◆ Exercise task:
Return unchanged every line of the records between the line holding "point per instance: window" and the line holding "(1075, 132)", inclusive.

◆ Stored records:
▼
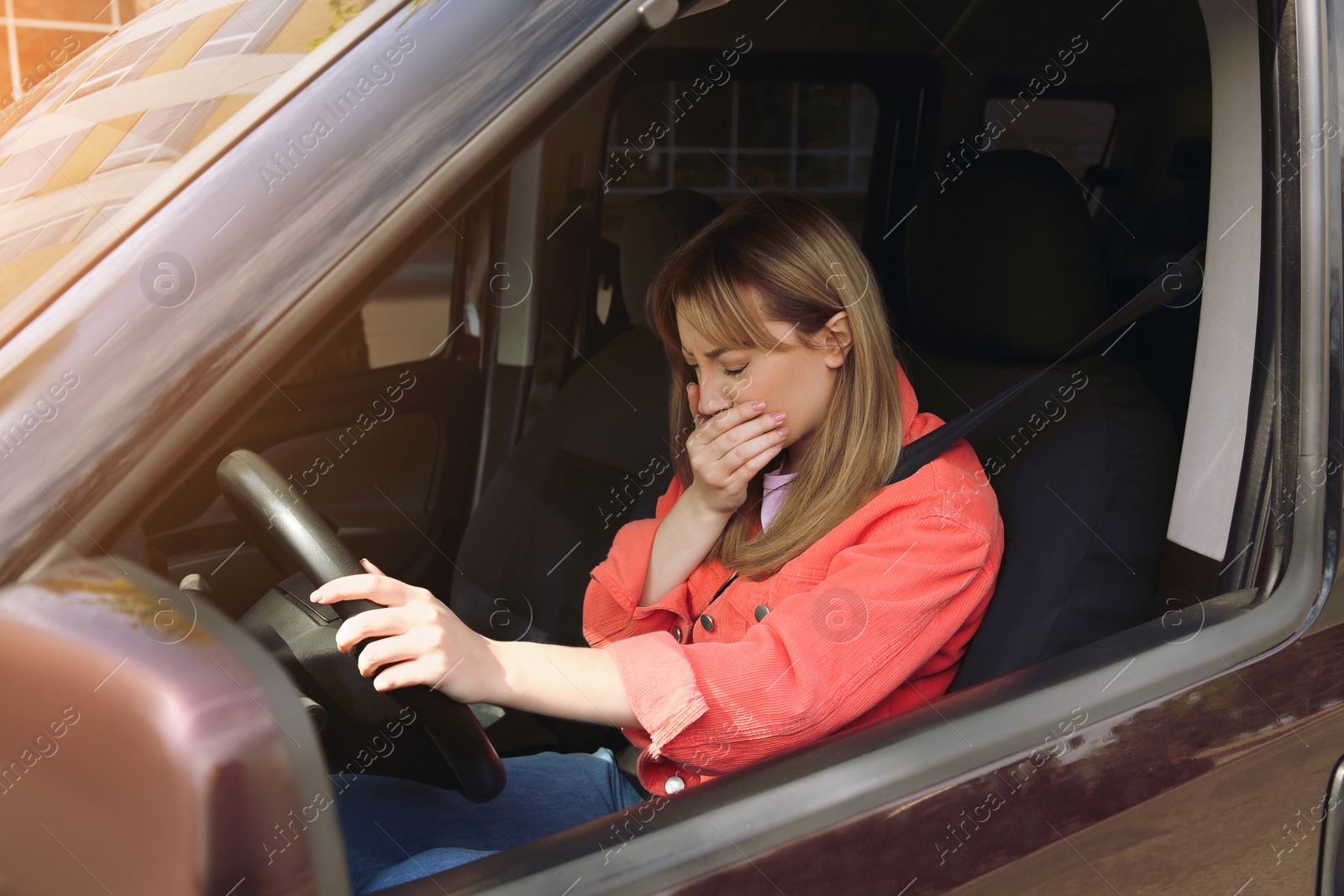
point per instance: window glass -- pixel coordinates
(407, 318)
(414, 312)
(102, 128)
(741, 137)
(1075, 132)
▲
▼
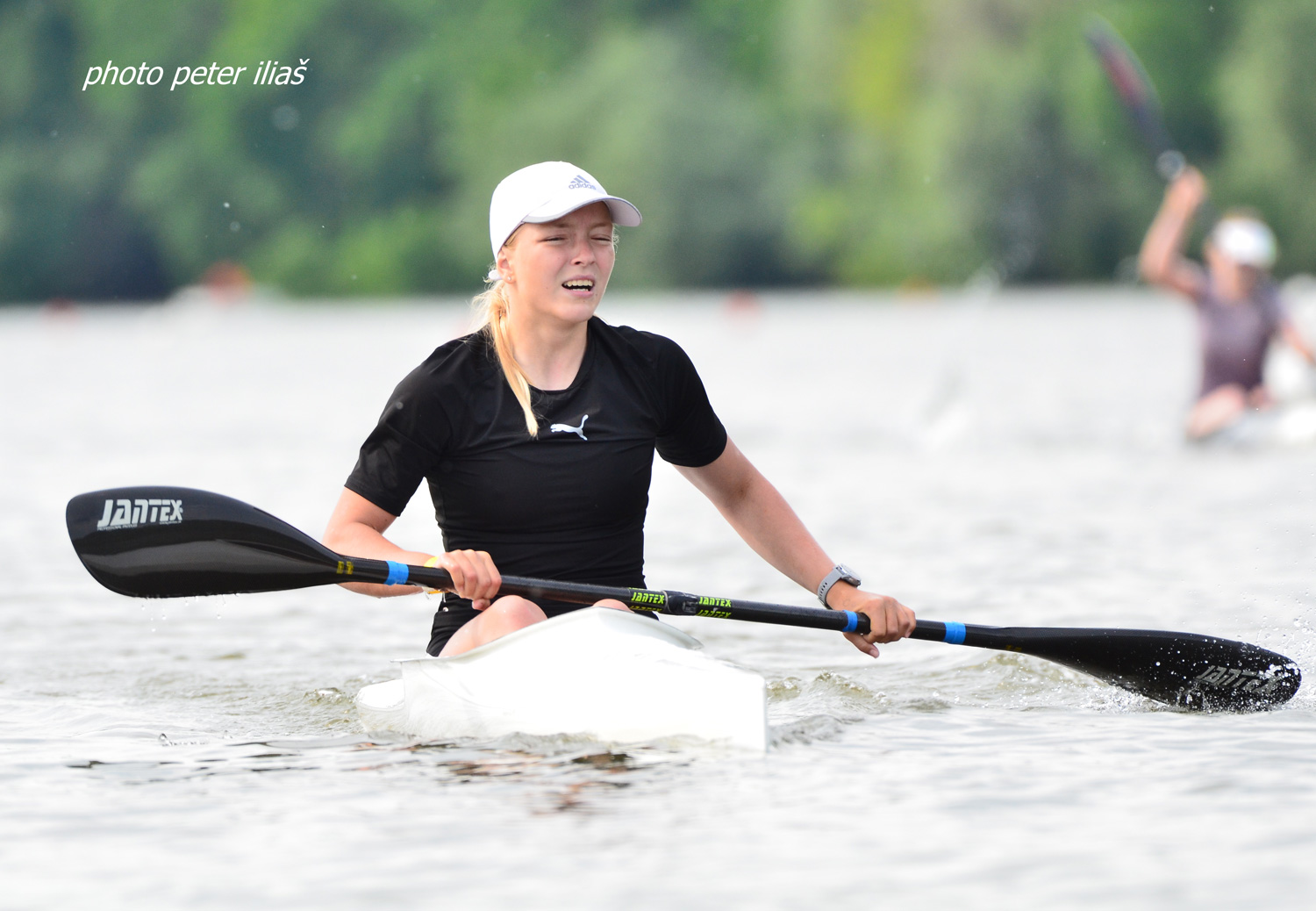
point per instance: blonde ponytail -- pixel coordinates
▲
◆ Result of this exercise:
point per instance: window glass -- pixel coordinates
(407, 318)
(414, 312)
(102, 128)
(741, 137)
(1075, 132)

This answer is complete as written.